§ **Exercise details**
Render the records as a Markdown table with the columns Row and Record line, starting at the line containing "Locate grey trouser." and ending at the last line of the records. Number each line in order and omit blank lines.

§ **Extracted material**
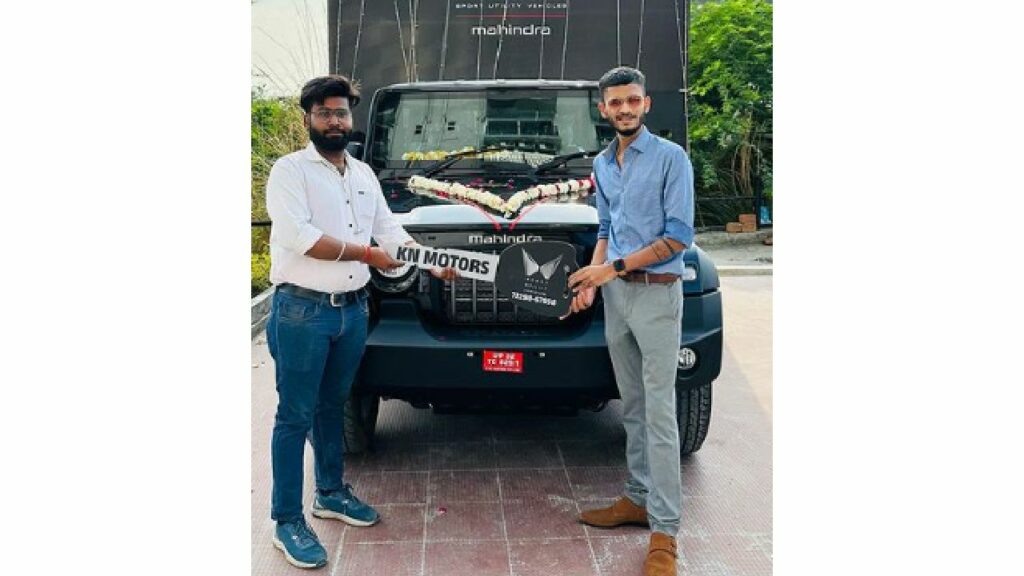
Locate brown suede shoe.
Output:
[580,496,647,528]
[643,532,679,576]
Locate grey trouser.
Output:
[602,279,683,536]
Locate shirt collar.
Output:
[607,126,654,164]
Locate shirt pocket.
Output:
[627,172,665,236]
[352,187,377,231]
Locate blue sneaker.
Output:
[313,484,381,526]
[273,518,327,568]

§ **Answer to the problem**
| Row | Record line |
|---|---|
| 1 | Locate grey trouser. |
| 2 | Output: |
| 3 | [602,279,683,536] |
| 4 | Locate shirt collar. |
| 5 | Output: |
| 6 | [607,126,654,164] |
| 7 | Locate shirt pocket. |
| 8 | Output: |
| 9 | [627,172,665,236] |
| 10 | [352,187,377,231] |
| 11 | Locate blue sneaker. |
| 12 | Output: |
| 13 | [313,484,381,526] |
| 14 | [273,518,327,568] |